Objective
Transcribe only the part of the listing below that begins at the line containing "Check that every instance of the pan handle" and runs to its final line, keeping both ends.

Data excerpts
▽
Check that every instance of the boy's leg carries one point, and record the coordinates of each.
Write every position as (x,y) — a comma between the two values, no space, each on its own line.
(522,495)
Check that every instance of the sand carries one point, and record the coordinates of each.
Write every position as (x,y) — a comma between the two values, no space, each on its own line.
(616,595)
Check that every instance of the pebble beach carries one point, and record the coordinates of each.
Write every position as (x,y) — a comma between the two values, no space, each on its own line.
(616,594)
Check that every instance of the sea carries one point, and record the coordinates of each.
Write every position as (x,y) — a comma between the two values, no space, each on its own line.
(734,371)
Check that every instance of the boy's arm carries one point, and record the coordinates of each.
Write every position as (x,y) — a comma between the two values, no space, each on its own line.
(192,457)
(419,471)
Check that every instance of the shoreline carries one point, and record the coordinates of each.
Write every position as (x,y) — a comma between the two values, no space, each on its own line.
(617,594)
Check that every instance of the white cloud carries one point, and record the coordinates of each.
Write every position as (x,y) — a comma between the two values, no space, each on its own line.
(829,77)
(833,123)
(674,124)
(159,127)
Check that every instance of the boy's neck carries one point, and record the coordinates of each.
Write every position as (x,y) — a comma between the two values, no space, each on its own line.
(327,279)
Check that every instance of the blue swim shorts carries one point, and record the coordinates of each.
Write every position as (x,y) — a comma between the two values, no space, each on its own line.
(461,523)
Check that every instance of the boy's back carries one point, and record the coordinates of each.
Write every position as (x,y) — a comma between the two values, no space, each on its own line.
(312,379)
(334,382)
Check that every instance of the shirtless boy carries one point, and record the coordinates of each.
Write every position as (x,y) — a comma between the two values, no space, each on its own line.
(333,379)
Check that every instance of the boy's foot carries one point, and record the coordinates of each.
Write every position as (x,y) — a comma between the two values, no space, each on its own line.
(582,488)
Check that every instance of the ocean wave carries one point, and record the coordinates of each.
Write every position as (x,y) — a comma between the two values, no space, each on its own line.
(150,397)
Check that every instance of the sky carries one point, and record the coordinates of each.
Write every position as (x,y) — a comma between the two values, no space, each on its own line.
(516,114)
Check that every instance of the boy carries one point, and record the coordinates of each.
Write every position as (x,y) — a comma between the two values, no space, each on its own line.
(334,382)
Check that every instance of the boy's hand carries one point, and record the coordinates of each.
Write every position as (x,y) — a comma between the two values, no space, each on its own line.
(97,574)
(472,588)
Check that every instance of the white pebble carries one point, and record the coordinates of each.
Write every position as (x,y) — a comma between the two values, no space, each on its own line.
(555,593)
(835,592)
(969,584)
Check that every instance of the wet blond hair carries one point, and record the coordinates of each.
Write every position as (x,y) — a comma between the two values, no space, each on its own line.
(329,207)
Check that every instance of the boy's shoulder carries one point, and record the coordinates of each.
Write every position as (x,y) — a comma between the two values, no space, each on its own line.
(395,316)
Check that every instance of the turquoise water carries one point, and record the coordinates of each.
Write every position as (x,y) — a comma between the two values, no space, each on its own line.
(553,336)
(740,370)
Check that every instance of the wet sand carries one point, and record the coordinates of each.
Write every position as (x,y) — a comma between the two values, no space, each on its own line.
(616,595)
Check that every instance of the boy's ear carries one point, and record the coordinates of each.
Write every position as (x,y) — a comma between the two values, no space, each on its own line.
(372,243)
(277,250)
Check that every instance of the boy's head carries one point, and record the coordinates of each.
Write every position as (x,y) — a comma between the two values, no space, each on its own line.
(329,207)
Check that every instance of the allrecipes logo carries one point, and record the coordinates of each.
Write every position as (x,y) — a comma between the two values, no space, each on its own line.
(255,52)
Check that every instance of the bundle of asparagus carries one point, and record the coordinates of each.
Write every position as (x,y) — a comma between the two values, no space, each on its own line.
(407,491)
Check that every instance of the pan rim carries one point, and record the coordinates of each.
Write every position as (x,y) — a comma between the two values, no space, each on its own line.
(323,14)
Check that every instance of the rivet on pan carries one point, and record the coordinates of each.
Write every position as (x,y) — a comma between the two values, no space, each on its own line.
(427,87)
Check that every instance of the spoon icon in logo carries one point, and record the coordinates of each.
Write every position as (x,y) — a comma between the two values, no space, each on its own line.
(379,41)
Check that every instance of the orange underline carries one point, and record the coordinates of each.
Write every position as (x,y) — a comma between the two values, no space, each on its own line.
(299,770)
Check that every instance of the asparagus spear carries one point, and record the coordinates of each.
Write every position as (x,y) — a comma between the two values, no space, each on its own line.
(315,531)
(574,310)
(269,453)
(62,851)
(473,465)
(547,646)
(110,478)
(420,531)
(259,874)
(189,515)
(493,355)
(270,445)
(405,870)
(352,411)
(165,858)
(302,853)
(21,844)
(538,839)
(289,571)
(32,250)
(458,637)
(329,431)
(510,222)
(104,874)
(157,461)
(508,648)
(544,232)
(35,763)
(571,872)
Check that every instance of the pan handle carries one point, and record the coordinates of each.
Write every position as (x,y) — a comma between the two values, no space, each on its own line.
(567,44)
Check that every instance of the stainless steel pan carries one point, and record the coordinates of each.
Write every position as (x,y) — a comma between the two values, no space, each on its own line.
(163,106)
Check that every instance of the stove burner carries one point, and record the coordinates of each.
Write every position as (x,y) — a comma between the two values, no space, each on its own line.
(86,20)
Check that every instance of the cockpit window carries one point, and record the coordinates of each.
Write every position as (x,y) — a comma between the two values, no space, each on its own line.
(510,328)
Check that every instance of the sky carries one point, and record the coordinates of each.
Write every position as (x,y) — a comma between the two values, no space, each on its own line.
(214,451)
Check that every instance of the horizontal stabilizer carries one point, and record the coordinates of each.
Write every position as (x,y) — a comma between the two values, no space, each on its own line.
△
Answer below
Check that every instance of the pan handle carries one point, and record the coordinates of each.
Write every position as (x,y) — a comma between the two values, no space, each on its own line.
(567,44)
Check that every instance of the stainless steel pan carries one point, and record the coordinates of each.
Write every position as (x,y) — a comma between the two values, no space, each on its own line.
(163,106)
Check that every instance of the stove burner carries one point, and record the coordinates of each.
Write every position as (x,y) — a comma between the two values, no space, each on its own line.
(86,20)
Check that every instance of the cockpit window carries one point, and record the coordinates of each.
Write every position as (x,y) — a comma between the two values, no space, each on its own line.
(510,328)
Check that every instance of the sky carries one point, and record the coordinates of each.
Write every position as (x,y) — a comma between the two values, no space, each on its own line.
(214,451)
Check that every instance of the horizontal stabilizer carries one point, and record the coordinates of each.
Write every position as (x,y) — a comma between the two values, no space, each on its own line.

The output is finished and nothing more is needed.